▶ [EXTRACTED MATERIAL]:
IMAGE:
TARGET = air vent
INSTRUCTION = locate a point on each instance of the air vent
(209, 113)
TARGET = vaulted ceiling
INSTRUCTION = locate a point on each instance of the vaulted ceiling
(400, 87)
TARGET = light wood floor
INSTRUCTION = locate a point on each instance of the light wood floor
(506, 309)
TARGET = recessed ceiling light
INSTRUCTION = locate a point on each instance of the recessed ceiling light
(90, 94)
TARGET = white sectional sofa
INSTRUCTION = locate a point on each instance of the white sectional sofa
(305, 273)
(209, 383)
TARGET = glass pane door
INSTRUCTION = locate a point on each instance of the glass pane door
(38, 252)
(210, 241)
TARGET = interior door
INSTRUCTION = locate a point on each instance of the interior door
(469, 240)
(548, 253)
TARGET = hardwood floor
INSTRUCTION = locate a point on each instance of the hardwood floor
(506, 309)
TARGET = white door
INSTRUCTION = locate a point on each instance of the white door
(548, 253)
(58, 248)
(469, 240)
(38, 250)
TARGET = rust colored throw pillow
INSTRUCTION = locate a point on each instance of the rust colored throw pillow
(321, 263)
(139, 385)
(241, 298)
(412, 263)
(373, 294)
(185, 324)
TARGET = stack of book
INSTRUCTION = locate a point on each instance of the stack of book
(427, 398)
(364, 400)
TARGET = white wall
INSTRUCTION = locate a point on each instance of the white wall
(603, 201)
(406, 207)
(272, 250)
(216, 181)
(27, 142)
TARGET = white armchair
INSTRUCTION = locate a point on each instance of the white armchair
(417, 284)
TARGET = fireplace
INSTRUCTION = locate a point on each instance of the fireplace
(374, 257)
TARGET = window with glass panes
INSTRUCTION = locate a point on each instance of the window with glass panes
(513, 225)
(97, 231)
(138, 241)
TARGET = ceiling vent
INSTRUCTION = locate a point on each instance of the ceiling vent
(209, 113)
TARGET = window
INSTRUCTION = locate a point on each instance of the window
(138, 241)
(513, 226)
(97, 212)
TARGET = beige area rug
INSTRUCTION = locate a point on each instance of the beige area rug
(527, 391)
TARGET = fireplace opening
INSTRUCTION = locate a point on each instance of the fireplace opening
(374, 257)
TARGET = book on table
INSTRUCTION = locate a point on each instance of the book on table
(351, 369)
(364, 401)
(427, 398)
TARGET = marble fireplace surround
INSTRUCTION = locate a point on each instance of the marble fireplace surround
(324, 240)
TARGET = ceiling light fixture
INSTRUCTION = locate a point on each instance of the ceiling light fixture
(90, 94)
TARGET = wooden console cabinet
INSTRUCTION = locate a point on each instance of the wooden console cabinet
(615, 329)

▶ [PROBLEM]: The expected output is the lines from the one holding "TARGET = book on table" through the last line of the data, exactly as they appear, with nothing before or after.

▶ [RESULT]:
TARGET = book on table
INSTRUCTION = locate a point on each instance of the book on table
(351, 369)
(364, 401)
(427, 398)
TARGET = marble fireplace surround
INSTRUCTION = locate a point on each instance of the marble fireplace surround
(324, 240)
TARGET = ceiling light fixture
INSTRUCTION = locate a point on each instance of the ceiling light fixture
(90, 94)
TARGET = wooden console cabinet
INSTRUCTION = locate a point on each instance of the wooden console cabinet
(615, 329)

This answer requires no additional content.